§ Provided records:
##########

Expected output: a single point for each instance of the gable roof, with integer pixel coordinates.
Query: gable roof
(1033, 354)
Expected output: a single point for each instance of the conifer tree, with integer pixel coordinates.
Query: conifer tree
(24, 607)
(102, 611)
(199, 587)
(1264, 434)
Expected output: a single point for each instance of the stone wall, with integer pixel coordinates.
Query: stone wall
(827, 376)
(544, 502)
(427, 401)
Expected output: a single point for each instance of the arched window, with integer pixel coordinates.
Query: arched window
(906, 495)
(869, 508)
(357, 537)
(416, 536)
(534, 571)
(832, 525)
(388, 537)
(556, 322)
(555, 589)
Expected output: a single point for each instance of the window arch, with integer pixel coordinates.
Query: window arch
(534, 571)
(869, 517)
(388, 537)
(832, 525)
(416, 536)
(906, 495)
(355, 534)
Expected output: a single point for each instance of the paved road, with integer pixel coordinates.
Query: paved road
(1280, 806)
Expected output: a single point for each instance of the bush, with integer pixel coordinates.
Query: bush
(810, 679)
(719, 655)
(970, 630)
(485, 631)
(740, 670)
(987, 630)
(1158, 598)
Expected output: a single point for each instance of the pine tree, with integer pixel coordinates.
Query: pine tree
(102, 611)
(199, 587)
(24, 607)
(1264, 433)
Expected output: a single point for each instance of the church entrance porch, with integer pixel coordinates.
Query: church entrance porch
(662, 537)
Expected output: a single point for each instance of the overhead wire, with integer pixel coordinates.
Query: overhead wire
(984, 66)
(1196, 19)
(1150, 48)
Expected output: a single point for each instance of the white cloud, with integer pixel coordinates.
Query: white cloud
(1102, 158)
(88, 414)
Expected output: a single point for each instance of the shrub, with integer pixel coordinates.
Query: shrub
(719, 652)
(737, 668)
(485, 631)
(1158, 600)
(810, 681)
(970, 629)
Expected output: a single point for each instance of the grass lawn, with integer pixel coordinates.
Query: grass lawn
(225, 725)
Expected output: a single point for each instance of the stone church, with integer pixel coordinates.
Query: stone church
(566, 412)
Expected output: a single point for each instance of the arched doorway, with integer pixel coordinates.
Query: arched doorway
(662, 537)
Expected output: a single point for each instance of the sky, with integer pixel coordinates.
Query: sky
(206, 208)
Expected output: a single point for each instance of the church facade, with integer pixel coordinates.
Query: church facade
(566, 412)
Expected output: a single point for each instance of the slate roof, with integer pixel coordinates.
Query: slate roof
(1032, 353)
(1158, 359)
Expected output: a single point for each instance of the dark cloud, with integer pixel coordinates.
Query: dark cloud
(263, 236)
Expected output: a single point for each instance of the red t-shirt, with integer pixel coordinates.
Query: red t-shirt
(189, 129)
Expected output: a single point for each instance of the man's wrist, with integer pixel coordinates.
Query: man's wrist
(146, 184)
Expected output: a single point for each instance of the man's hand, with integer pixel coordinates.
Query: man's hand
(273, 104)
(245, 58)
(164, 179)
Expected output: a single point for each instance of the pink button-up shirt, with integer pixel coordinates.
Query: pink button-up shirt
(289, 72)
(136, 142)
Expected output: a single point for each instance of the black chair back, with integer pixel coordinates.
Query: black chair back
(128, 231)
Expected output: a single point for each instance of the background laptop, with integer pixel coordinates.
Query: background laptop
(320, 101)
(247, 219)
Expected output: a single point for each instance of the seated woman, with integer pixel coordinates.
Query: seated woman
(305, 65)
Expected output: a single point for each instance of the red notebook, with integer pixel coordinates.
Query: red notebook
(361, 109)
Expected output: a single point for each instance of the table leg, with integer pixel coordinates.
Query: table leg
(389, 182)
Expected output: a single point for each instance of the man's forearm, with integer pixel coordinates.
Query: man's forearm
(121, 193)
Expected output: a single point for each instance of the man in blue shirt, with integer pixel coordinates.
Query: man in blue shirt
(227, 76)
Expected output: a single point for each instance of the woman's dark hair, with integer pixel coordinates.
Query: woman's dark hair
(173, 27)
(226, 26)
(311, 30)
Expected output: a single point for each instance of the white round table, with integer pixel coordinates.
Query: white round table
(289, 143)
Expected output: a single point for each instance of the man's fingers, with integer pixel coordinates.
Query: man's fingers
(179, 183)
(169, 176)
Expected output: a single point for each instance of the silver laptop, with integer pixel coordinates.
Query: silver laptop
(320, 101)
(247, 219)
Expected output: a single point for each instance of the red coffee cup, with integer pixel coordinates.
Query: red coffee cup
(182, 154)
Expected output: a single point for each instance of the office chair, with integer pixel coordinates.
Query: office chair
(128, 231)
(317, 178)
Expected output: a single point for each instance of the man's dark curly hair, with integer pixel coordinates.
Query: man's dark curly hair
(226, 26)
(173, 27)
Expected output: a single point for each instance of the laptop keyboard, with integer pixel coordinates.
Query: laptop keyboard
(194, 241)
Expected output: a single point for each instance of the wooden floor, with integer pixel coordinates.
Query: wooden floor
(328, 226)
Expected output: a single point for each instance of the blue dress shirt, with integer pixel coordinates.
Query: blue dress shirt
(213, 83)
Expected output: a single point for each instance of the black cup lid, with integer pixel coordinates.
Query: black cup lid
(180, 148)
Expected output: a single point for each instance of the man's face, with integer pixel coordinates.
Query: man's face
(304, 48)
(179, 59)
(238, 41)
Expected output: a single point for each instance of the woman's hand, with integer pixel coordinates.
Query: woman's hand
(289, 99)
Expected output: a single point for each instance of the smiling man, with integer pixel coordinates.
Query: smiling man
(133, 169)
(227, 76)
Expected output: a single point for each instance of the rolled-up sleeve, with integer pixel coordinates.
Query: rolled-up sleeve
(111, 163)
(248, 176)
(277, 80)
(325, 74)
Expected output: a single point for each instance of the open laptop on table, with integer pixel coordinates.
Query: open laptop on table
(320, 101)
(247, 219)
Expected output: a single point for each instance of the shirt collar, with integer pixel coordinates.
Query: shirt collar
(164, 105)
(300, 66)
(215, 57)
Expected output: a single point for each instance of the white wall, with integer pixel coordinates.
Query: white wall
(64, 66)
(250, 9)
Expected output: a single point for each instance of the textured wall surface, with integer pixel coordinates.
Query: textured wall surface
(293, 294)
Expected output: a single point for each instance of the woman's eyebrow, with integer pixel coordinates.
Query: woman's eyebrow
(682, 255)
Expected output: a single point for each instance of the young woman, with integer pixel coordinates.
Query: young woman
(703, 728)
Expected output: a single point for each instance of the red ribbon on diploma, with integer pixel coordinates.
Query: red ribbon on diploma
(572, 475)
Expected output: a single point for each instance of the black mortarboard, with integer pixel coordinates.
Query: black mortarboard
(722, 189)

##########

§ Exercise aim: Could you output every entry above exactly as it stands?

§ Task output:
Expected output: a single point for each instance of the gable roof, with integer pixel coordinates.
Query: gable roof
(1033, 354)
Expected output: a single point for each instance of the conifer tree, with integer pixel coordinates.
Query: conifer tree
(24, 607)
(102, 611)
(199, 587)
(1264, 434)
Expected output: a single point for each instance of the stone wall, with integer pixel coordinates.
Query: stone wall
(827, 376)
(544, 502)
(427, 401)
Expected output: a single point for each instance of the arched window, with integer pixel coordinates.
Query: arched window
(906, 495)
(869, 508)
(357, 537)
(416, 536)
(534, 571)
(832, 525)
(388, 537)
(556, 322)
(555, 589)
Expected output: a single point for each instance of the window arch, with integer pixel coordinates.
Query: window arch
(534, 571)
(869, 517)
(388, 537)
(832, 525)
(416, 536)
(906, 495)
(355, 534)
Expected output: a single point for each instance of the paved road, with integer pixel coordinates.
Query: paved road
(1280, 806)
Expected output: a single point for each instance of the bush, with integer pixel coordinates.
Query: bush
(810, 679)
(719, 655)
(970, 630)
(485, 631)
(740, 670)
(987, 630)
(1158, 598)
Expected output: a single point for each instance of the pine tree, with integer pixel coordinates.
Query: pine tree
(102, 611)
(199, 587)
(24, 607)
(1264, 433)
Expected output: a single point for each instance of the church entrance porch, with integer pixel coordinates.
Query: church entrance porch
(662, 537)
Expected output: a single point for each instance of the overhead wire, with integer pixel coordinates.
Query: overhead wire
(984, 66)
(1196, 19)
(1150, 48)
Expected output: a single point for each instance of the white cloud, with integer pixel coordinates.
Query: white cloud
(1102, 158)
(88, 414)
Expected output: a single point for each instance of the shrub, with integer pixel coordinates.
Query: shrub
(719, 652)
(737, 668)
(485, 631)
(1158, 600)
(810, 681)
(970, 629)
Expected output: a single point for each instance of the grass lawn, with integer pixel coordinates.
Query: grass lawn
(225, 725)
Expected output: a single point for each instance of the stone church, with integer pixel coordinates.
Query: stone church
(566, 412)
Expected output: a single point for each instance of the arched doorway, with integer pixel coordinates.
Query: arched doorway
(662, 537)
Expected output: a single point for each instance of the sky, with integer pixel coordinates.
Query: sky
(206, 208)
Expected output: a single point for each instance of the church facade, with integer pixel coordinates.
Query: church facade
(566, 412)
Expected output: a single point for each instance of the slate roof, with integer pixel coordinates.
Query: slate roof
(1032, 353)
(1158, 359)
Expected output: a single point for each instance of the dark cloud, with integer pixel coordinates.
Query: dark cloud
(263, 236)
Expected output: a single point for each instance of the red t-shirt, with integer pixel coordinates.
Query: red t-shirt
(189, 129)
Expected output: a single point for each instance of the man's wrist, with integer pixel coordinates.
Query: man's wrist
(146, 184)
Expected output: a single point for each instance of the man's hand, with integer pixel coordinates.
Query: man's hand
(273, 104)
(245, 58)
(164, 179)
Expected output: a single point for each instance of the pink button-up shirt, with integer pixel coordinates.
Query: pink button-up shirt
(289, 72)
(136, 142)
Expected output: a single point for each instance of the black chair back, with integer pixel coordinates.
Query: black chair back
(128, 231)
Expected output: a single point for each instance of the background laptop, with integer pixel coordinates.
Query: background laptop
(320, 101)
(247, 219)
Expected output: a single point for each instance of the seated woman, with integer pixel coordinates.
Query: seated woman
(305, 65)
Expected output: a single point for each instance of the red notebook, with integer pixel coordinates.
Query: red notebook
(361, 109)
Expected output: a single point for each instance of the table leg, with integer pixel coordinates.
Query: table leg
(389, 182)
Expected output: a single point for each instance of the man's forearm, with integer pixel coordinates.
Query: man's forearm
(121, 193)
Expected output: a single point for each instance of the man in blue shirt, with integer pixel coordinates.
Query: man in blue shirt
(227, 76)
Expected output: a single point for each instance of the woman's dark hair, with integer pixel coordinates.
Query: woman's dark hair
(173, 27)
(226, 26)
(311, 30)
Expected output: a single point for each instance of the white round table, with integer pixel coordinates.
Query: white round table
(289, 143)
Expected output: a single point for each instance of the man's fingers, with integer pixel coordinates.
Query: man's fingers
(179, 183)
(169, 176)
Expected output: a single point for each instance of the silver laptop, with integer pixel coordinates.
Query: silver laptop
(320, 101)
(247, 219)
Expected output: a single point for each instance of the red coffee cup, with integer pixel coordinates.
Query: red coffee cup
(182, 154)
Expected output: a single point for each instance of the office chair, with integer pixel coordinates.
Query: office chair
(128, 231)
(317, 178)
Expected output: a single point for each instance of the man's dark curly hair, with integer pixel coordinates.
Query: man's dark curly hair
(226, 26)
(173, 27)
Expected output: a single point for each instance of the laptop keyboard, with integer pixel coordinates.
Query: laptop keyboard
(194, 241)
Expected output: a single point for each instance of the wooden floor, with integer pixel coordinates.
Query: wooden floor
(328, 226)
Expected output: a single point for each instance of the blue dress shirt, with integer pixel coordinates.
Query: blue dress shirt
(213, 83)
Expected output: a single point for each instance of the black cup lid, with integer pixel coordinates.
Query: black cup lid
(180, 148)
Expected output: a single point for each instance of the man's face, with integer pixel coordinates.
Query: man's face
(304, 48)
(179, 59)
(238, 41)
Expected output: a single point for each instance of the woman's hand, with integer pixel coordinates.
Query: woman's hand
(289, 99)
Expected output: a single point for each instance of the smiling man, with integer pixel coordinates.
Query: smiling man
(133, 169)
(227, 76)
Expected output: a single point for each instance of the rolled-up sleeve, with integer pixel coordinates.
Query: rolled-up sleeve
(111, 163)
(248, 176)
(277, 80)
(325, 74)
Expected output: a single point for each instance of the open laptop on table, with integer pixel coordinates.
Query: open laptop on table
(320, 101)
(247, 219)
Expected output: a single point for each instance of the shirt collar, with integer pixel coordinates.
Query: shirt collar
(164, 105)
(300, 66)
(215, 57)
Expected output: a single point for each instance of the white wall, with integer pixel coordinates.
Query: white wall
(64, 66)
(250, 9)
Expected output: a single point for each instance of the textured wall surface, with integer pixel coordinates.
Query: textured wall surface
(293, 294)
Expected output: a single point for each instance of the woman's eyebrow, with integer pixel coordinates.
Query: woman's eyebrow
(682, 255)
Expected output: a single point for each instance of the young woman, with integer pixel coordinates.
Query: young woman
(703, 728)
Expected output: a single point for each instance of the red ribbon on diploma, with integer pixel coordinates.
Query: red ribbon on diploma
(572, 475)
Expected output: a single point for each instance of the black mortarboard, with integer pixel coordinates.
Query: black mortarboard
(722, 189)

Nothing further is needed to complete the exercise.